Tuesday, January 19, 2016

Isaiah 61 Initiative, pt 3: Instead of Ashes


Transformation.

This is a common topic when discussing the Gospel or ministry. But it is not the byproduct of activity, service trips, bible study, or institutions. It doesn't “just happen”.

This verse of Isaiah 61 shows purpose and direction. Why did God give His Spirit? Why is He bringing favor and vengeance? The servant is being sent with a purpose. These are essentially the marching orders of the one who is accepting the mission of Isaiah 61.

Remember that these were the words Jesus quoted at the start of His ministry, and declared they were being fulfilled. This was His mission. And because it was His mission, it should be ours, for we are His disciples, and we should be like Him and walk the way He did.

However, has this happened to you? Have you received a garland instead of ashes, gladness instead of mourning, praise instead of fainting? Have you been transformed from a state of hopelessness to one of healing? If not, do not despair. This doesn't mean you are bad person, or unloved by God, or worthless. It simply means you need to pursue Jesus and ask for healing, ask to receive His Spirit. Like we mentioned before, the work of Isaiah 61 starts with ourselves first, so that we can be healed and transformed, and then empowered to go and repeat the works of ministry we've received.

| Written request |
Repeat the part of the text on the Isaiah 61 Initiative that opens with the words containing "However, has this" and closes with "ministry we've received.". The listing after this point is from another source.

| Data provided |
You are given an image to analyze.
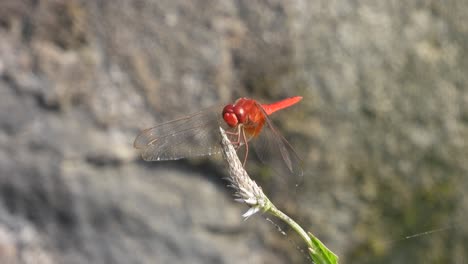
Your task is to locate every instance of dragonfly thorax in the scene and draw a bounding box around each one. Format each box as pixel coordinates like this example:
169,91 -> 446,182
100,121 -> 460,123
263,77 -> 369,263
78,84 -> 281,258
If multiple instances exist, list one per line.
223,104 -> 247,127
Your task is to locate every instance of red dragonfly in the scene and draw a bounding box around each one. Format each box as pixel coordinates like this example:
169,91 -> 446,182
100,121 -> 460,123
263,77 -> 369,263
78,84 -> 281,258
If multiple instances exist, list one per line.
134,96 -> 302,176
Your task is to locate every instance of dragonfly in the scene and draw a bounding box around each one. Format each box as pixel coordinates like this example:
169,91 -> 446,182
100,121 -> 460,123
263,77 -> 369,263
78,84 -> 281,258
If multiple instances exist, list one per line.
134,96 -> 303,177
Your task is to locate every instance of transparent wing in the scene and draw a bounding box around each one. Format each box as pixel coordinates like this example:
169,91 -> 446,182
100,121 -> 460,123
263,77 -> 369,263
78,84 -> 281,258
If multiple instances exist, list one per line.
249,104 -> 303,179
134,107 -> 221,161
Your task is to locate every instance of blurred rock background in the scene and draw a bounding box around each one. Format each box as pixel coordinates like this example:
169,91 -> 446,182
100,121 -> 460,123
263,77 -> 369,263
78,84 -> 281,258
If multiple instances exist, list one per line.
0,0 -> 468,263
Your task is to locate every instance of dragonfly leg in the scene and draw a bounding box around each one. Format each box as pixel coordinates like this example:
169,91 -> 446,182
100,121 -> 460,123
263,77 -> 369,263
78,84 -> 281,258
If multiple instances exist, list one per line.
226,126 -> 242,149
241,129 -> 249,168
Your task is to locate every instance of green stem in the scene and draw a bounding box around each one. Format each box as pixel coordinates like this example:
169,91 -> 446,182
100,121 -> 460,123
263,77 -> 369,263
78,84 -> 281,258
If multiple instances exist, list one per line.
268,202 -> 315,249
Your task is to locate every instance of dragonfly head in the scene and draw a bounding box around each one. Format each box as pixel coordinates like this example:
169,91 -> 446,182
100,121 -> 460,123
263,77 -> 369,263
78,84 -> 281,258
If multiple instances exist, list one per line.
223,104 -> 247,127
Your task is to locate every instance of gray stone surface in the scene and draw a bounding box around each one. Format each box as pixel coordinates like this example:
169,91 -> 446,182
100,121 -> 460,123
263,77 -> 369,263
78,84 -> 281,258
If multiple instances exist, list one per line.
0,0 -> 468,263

| The output |
However, has this happened to you? Have you received a garland instead of ashes, gladness instead of mourning, praise instead of fainting? Have you been transformed from a state of hopelessness to one of healing? If not, do not despair. This doesn't mean you are bad person, or unloved by God, or worthless. It simply means you need to pursue Jesus and ask for healing, ask to receive His Spirit. Like we mentioned before, the work of Isaiah 61 starts with ourselves first, so that we can be healed and transformed, and then empowered to go and repeat the works of ministry we've received.